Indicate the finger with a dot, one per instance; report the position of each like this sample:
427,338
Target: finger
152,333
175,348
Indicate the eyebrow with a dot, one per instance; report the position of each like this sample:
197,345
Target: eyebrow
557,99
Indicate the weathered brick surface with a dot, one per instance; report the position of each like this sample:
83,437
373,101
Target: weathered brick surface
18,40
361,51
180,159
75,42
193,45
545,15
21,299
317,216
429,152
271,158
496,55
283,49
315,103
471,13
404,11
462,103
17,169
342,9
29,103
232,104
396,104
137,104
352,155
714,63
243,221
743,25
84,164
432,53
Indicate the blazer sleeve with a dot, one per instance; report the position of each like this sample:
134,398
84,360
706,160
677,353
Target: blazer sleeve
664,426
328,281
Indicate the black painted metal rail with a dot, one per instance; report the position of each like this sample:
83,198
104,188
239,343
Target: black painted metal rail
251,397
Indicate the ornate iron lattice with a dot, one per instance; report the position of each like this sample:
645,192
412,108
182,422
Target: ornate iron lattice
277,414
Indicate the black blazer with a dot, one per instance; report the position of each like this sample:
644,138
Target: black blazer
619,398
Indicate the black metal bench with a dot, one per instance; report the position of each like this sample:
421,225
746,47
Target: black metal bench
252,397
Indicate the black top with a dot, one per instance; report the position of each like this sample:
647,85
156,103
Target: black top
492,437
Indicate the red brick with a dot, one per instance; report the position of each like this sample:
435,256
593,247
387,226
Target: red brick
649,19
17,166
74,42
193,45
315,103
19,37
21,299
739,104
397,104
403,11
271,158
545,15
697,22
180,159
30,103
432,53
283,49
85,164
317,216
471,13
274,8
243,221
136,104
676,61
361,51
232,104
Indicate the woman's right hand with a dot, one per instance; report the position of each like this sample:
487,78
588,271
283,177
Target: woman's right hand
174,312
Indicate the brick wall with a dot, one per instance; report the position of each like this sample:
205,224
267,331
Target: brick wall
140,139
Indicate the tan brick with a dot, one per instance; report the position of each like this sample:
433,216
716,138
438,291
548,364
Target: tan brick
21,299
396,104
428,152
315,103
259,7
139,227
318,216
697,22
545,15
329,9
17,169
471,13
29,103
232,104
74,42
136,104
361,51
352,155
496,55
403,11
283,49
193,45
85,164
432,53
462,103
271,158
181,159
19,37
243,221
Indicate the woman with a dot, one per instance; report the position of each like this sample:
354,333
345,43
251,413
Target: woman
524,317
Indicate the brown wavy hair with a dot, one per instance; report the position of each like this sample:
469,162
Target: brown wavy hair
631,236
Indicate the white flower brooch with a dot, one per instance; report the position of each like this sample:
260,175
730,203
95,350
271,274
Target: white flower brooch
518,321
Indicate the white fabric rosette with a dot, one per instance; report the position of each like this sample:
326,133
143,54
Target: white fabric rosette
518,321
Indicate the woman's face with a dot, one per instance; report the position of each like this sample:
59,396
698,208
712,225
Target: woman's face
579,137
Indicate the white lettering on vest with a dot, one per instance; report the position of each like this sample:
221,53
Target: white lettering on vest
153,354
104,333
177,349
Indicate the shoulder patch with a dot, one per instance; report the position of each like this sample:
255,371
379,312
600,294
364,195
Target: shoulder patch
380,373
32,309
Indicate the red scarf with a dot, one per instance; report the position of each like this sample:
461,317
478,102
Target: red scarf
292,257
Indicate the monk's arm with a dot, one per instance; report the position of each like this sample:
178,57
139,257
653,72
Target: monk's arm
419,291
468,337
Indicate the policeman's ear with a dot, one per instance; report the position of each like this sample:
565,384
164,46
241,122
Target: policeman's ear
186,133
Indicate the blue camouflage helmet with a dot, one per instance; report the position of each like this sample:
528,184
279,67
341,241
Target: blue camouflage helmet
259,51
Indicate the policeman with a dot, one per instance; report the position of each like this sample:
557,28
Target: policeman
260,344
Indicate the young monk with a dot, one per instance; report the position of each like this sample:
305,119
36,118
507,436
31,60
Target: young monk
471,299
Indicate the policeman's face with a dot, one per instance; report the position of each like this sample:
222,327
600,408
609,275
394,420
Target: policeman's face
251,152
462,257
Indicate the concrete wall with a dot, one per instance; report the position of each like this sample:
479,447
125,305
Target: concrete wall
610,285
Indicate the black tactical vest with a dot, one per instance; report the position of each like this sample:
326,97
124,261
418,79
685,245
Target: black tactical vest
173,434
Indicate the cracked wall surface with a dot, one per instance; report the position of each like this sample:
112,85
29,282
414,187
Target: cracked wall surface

++++++++++++++++++++

**To be done**
Rewrite all of the data above, swapping every "sample" for "example" and leaving everything else unchanged.

**Solution for this task**
Indicate the finger with a dot, one per instance; report the position of each like this example:
427,338
Target: finger
152,333
175,348
Indicate the eyebrow with a dot, one per instance; report the position of each like this example:
197,345
Target: eyebrow
557,99
Indicate the weathered brick surface with a dot, one per instance; report the position of each like this example:
83,437
373,101
Target: weathered brick surface
18,40
361,51
180,159
75,42
193,45
545,15
21,299
317,216
429,152
271,158
496,55
283,49
315,103
471,13
404,11
462,103
17,169
342,9
29,103
232,104
396,104
137,104
352,155
714,63
243,221
743,25
84,164
432,53
Indicate the blazer sleeve with a dot, one per instance; report the position of each like this example:
134,398
84,360
706,160
677,353
Target: blazer sleeve
664,426
328,281
Indicate the black painted metal rail with a dot, one per instance; report the position of each like this example:
83,198
104,188
239,343
Target: black painted metal rail
251,397
Indicate the ornate iron lattice with a dot, one per instance; report the position of each like this example:
645,192
412,108
182,422
Target: ornate iron lattice
277,414
Indicate the black blazer with a dot, one per instance; report the position of each like this example:
644,138
Target: black blazer
619,398
Indicate the black metal bench with a dot, one per instance; report the position of each like this example:
421,225
746,47
Target: black metal bench
252,397
Indicate the black top with a dot, one per instance; report the position of each like this example:
647,85
156,103
Target: black top
492,437
Indicate the red brick with a dot, one per instance; report the position of each like this example:
435,256
593,247
387,226
Target: red brick
649,19
17,166
74,42
193,45
315,103
19,37
21,299
739,104
397,104
403,11
271,158
545,15
697,22
180,159
30,103
432,53
283,49
85,164
317,216
471,13
274,8
243,221
136,104
676,61
361,51
232,104
Indicate the woman's right hand with a dot, one per instance; report the position of each like this example:
487,78
588,271
283,177
Target: woman's right hand
174,312
Indicate the brick wall with a dot, one per instance; report the position of each like this example:
205,224
267,331
Target: brick wall
140,139
Indicate the tan brick with a dot, one per instance; report the position of each like this example:
433,216
716,138
438,291
548,364
Target: tan brick
21,299
396,104
428,152
315,103
259,7
139,227
318,216
697,22
545,15
329,9
17,169
471,13
29,103
232,104
74,42
136,104
361,51
352,155
496,55
403,11
283,49
193,45
85,164
432,53
462,103
271,158
181,159
19,37
243,221
Indicate the woman with a dot, one per instance; report the position of each like this example:
354,333
345,43
251,413
Target: woman
524,317
Indicate the brown wavy hair with a dot, one per instance; report the position of each like this example:
469,162
Target: brown wavy hair
631,236
Indicate the white flower brooch with a dot, one per instance; report the position of each like this example:
260,175
730,203
95,350
271,274
Target: white flower brooch
518,321
Indicate the white fabric rosette with a dot, one per instance; report the position of each like this example:
326,133
143,54
Target: white fabric rosette
518,321
Indicate the woman's face with a dot, one per instance; report the position of each like this example:
59,396
698,208
712,225
Target: woman's face
579,137
Indicate the white lettering on vest with a dot, one per instance; report the position of each like this example:
221,53
Target: white lettering on vest
153,354
104,333
177,349
Indicate the shoulder patch with a dot, one per instance; report the position of each like this example:
255,371
379,312
600,294
364,195
Target: shoulder patch
380,373
32,309
Indicate the red scarf with a dot, one per instance; report the position of each like this example:
461,317
478,102
Target: red scarf
292,257
Indicate the monk's arm with a dot, one per instance; report the position of each like this example:
178,57
139,257
653,72
Target: monk's arm
419,291
468,337
Indicate the policeman's ear with a dot, one per instance; report the position of each like this example:
565,384
164,46
241,122
Target: policeman's ear
186,133
Indicate the blue camouflage helmet with a dot, one per instance; report the position of each like this example:
528,184
279,67
341,241
Target: blue camouflage helmet
259,51
Indicate the policeman with a dot, one per instance; report the position of each like this example:
557,28
Target: policeman
260,344
Indicate the young monk with a dot, one per instance; report the position of each like this example:
305,119
36,118
507,436
31,60
Target: young monk
471,299
Indicate the policeman's face with a dot, one per instance; report the position of each like this example:
222,327
600,408
609,275
394,420
Target: policeman's face
251,152
462,257
Indicate the concrete wall with a dot, one per instance; report the position of each like this example:
479,447
125,305
Target: concrete wall
610,285
Indicate the black tactical vest with a dot, one per instance; report the position of each like this example:
326,97
124,261
418,79
685,245
Target: black tactical vest
173,434
Indicate the cracked wall surface with a dot, one per instance; report the position of each like this example:
112,85
29,282
414,187
Target: cracked wall surface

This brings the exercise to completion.